§ **Task list**
- A) In the Eastbourne walk account, rewrite the part that opens with the words "So at last we" and closes with "grandmother have said?", changing "turnstile" to "ticket barrier".
- B) In the Eastbourne walk account, how much did the turnstile at the second set of toilets cost?
- C) Write the next part of the Eastbourne walk account, starting after its final sentence.

§ **Document passage**
— begin —
So at last we can do some serious walking! My doctor has given me some stuff called ‘Powergel’ to rub on my arthritic toe before I go hiking and it really works! Now I can enjoy walking again.

We picked up the Walk at the ‘theatre’ place just west of Eastbourne Pier, and since it is now ‘out-of-season’ all the chairs had been stacked away and it was just an open space. We were annoyed that the first lot of toilets were padlocked and the next lot had a turnstile costing 10p. Colin stepped over the turnstile in the Gents but I was ‘good’ and paid up—only because I wasn’t sure if loads of burglar alarms would go off if I tried jumping over the gate summoning half a dozen police cars. I had been tempted--I mean, two shillings to go for a wee! What would my grandmother have said?
We walked along the pier and there was lots of loud music and various shops were selling tourist tat. We were by far the youngest people there who didn’t actually work on the site, most of those pushing wheelchairs looked as if they ought to be in them. Perhaps they toss up who has the turn for the ride each day—don’t mock! by the time we finish this circumnavigation we could be like that or worse! The west side of the pier was closed off for most of its length, also dying of old age, but although a couple of men in hard hats walked officiously into the area nobody looked as if they were doing any work. There was a lone fisherman on the end of the pier but he hadn’t caught anything.We continued east along the prom in the sunshine. We stopped to read a sign that told us why we should be out walking for 30 minutes each day and all the details as to how it was doing us good and how to go about planning a walk and how to walk and how they were ‘helping’ us by putting up a sign at every half kilometre and….(the ‘nanny’ State is at it again.) We were pleased to see that half the prom is a cycle lane (cycling is forbidden on pain of a fine on Bognor prom) though we did think that the pedestrians should be on the seaward side. We stopped to read a second sign all about three phases of work on seafront defences which will only take place during the winter and the shingle will be returned by each summer and they hope to have the whole thing complete by the summer of 1998—I wonder if they did! We stopped to read a third sign which told us that this area has been preserved forever as a site of ‘natural significance’ or something, and how they had all collaborated together to preserve this site forever because it is of such importance and it would never be developed and loads more of similar claptrap—it was a few yards of untidy shingle behind the prom!
When the prom at last came to an end there was a fence (such as you find round building sites these days) blocking the way over the shingle to a Martello tower. Since one panel had been ‘felled’ we carried on and began to realise the full hypocrisy of the last sign we had read—our way was blocked by a brand new harbour leading to a new marina complex which was still being built! A huge area was under construction and obviously the few untidy yards of shingle we had just passed had been left as a concession to the conservationists. Money certainly talks! We wondered how much they were flogging the houses for, and the annual cost of renting a berth for your boat. (A couple of years later, when there was widespread flooding in the South of England, we heard that the Environment Agency had warned against building houses on this site because the buildings are actually below sea level! As usual, where money is involved, the warnings were ignored.)
— end —
§ **Given information**
— begin —
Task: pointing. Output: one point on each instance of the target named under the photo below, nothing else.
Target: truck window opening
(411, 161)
— end —
— begin —
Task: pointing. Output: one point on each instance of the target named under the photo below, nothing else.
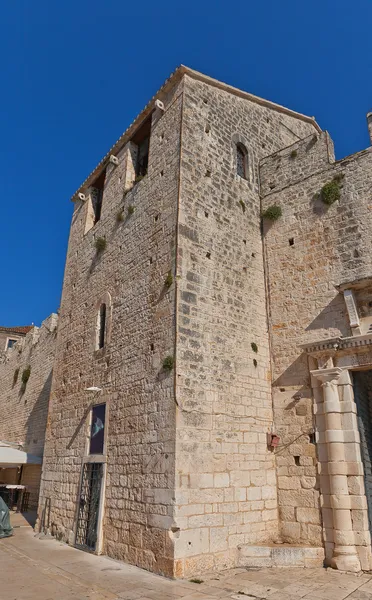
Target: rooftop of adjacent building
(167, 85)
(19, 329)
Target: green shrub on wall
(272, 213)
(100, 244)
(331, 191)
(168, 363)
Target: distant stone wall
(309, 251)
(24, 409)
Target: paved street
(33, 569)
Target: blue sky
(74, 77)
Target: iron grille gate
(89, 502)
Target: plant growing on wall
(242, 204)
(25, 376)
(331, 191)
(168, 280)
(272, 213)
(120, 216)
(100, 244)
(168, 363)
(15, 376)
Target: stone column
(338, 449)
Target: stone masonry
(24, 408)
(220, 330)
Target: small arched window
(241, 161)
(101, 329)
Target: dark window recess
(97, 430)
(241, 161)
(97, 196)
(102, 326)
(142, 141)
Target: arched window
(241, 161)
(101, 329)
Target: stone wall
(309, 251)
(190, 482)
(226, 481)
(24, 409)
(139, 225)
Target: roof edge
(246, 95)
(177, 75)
— end —
§ **Answers to the exercise**
- A)
So at last we can do some serious walking! My doctor has given me some stuff called ‘Powergel’ to rub on my arthritic toe before I go hiking and it really works! Now I can enjoy walking again.

We picked up the Walk at the ‘theatre’ place just west of Eastbourne Pier, and since it is now ‘out-of-season’ all the chairs had been stacked away and it was just an open space. We were annoyed that the first lot of toilets were padlocked and the next lot had a ticket barrier costing 10p. Colin stepped over the ticket barrier in the Gents but I was ‘good’ and paid up—only because I wasn’t sure if loads of burglar alarms would go off if I tried jumping over the gate summoning half a dozen police cars. I had been tempted--I mean, two shillings to go for a wee! What would my grandmother have said?

- B) 10p.

- C)
Since we did not want to swim across the harbour entrance we started to make our way round it, and fortunately there was another hole in the fence before our way was completely blocked by scaffolding and half-built houses. We thought we were going to have to walk inland for another mile or so to get round it all, but Colin kept finding little notices saying Pedestrians with an arrow and we ended up on a footbridge over the lock gates between the new harbour and the new marina behind it. We came off the bridge through a little gate, and looking back we saw that there was a notice on the other side of the gate which said No Access—oh well, too late now!
We made our way down the other side of the harbour to the beach where we found a handy breakwater to sit on and eat our sandwiches. It was here that my film ran out and I discovered that I had not packed another one, so no more photographs today, unfortunately.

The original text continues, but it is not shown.